* _STUDY QUESTIONS_:
1 – Translate this sentence from the Doreen Hume biography below into French: "She was soloist from 1946 to 1953 at Grace Church on-the-Hill in Toronto."
2 – According to the Doreen Hume biography below, which label released her four 1956 duet records with John Hanson?
3 – Carry on the Doreen Hume biography below, starting after its final sentence.

* _EXCERPT PROVIDED_:
**********

Doreen Hume (born Edith Doreen Hulme; July 14, 1926 – July 2, 2022) was a Canadian soprano soloist who performed in North America and Europe from the 1940s through to the 1970s.

==Biography==
Born Edith Doreen Hulme in Sault Ste. Marie, Ontario, she was a student of John Blackburn in the Sault from 1945 to 1953 and with George Lambert at the Royal Conservatory of Music in Toronto. She was soloist from 1946 to 1953 at Grace Church on-the-Hill in Toronto.

She began a long association with the CBC after winning an Opportunity Knocks award in 1948. At that time she sang in a 13-week series with the network and also sang in Gilbert and Sullivan's comic operas with the CBC Light Opera Company. She was cast in CBC's North American radio premiere of Peter Grimes on October 12, 1949 and also in the repeat broadcast in 1952.

As a concert soloist she appeared with the Toronto Symphony Orchestra in various pops concerts between 1949 and 1959 and with the Toronto Mendelssohn Choir in their 1950 performance of Beethoven's Missa solemnis. She was also a soloist in Halifax and Ottawa performances of The Creation during this period.

In 1954 Hume moved to England, where she served from 1955 to 1970 as principal soprano soloist of the BBC Light Music department, giving over 1800 radio and TV performances under the direction of Robert Farnon, Sidney Torch, Carmen Dragon, and others. She was the soprano soloist in a November 16, 1957 London performances of Fauré's Requiem and on January 4, 1958 she was a soloist in a performance of Handel's Messiah with Maureen Forrester and Jon Vickers. Both performances were conducted by Sir Malcolm Sargent.

In 1956, Hume had four duet records with fellow Canadian John Hanson released by the budget Embassy label. On these, they performed medleys from Oklahoma, Carousel, The King and I and Guys and Dolls.

**********

* _AVAILABLE DATA_:

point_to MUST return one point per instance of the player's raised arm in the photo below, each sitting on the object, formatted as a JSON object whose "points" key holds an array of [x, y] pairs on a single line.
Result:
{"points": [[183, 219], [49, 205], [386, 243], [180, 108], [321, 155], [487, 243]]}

**********

* _ANSWERS GIVEN_:
1 – Elle a été soliste de 1946 à 1953 à la Grace Church on-the-Hill, à Toronto.

2 – The budget Embassy label.

3 –
She represented England at the Venice Festival of Light Music in 1957, toured in Europe in 1958 with the BBC Concert Orchestra, and represented Canada at a special liberation anniversary concert in May 1965 in the Netherlands.

Hume recorded 10 albums of light music and musical comedy, beginning in 1958, for the Philips Fontana, Epic and Rondolette labels. Her show tune recordings are listed in Jack Raymond's Show Music on Record (New York 1982). She also sang the role of Kate in a recording of Gilbert and Sullivan's The Yeomen of the Guard (1958, 2-HMV ALP-1601-2/EMI EX-749594/EMI CDS7 47718-8).

In 1970 she returned to Toronto where she lived and worked for the next 20 years. In 1990 she returned to Sault Ste. Marie, Ontario, where she was appointed to the faculty of Algoma University College and also became a voice teacher at the Algoma Conservatory of Music.

In 2009, Hume was selected for induction into the Sault Ste. Marie Walk of Fame.

Hume died in Sault Ste. Marie, Ontario on July 2, 2022, at the age of 95. Her husband, Thomas Purnell Mulhinch, predeceased her. She was survived by her daughter.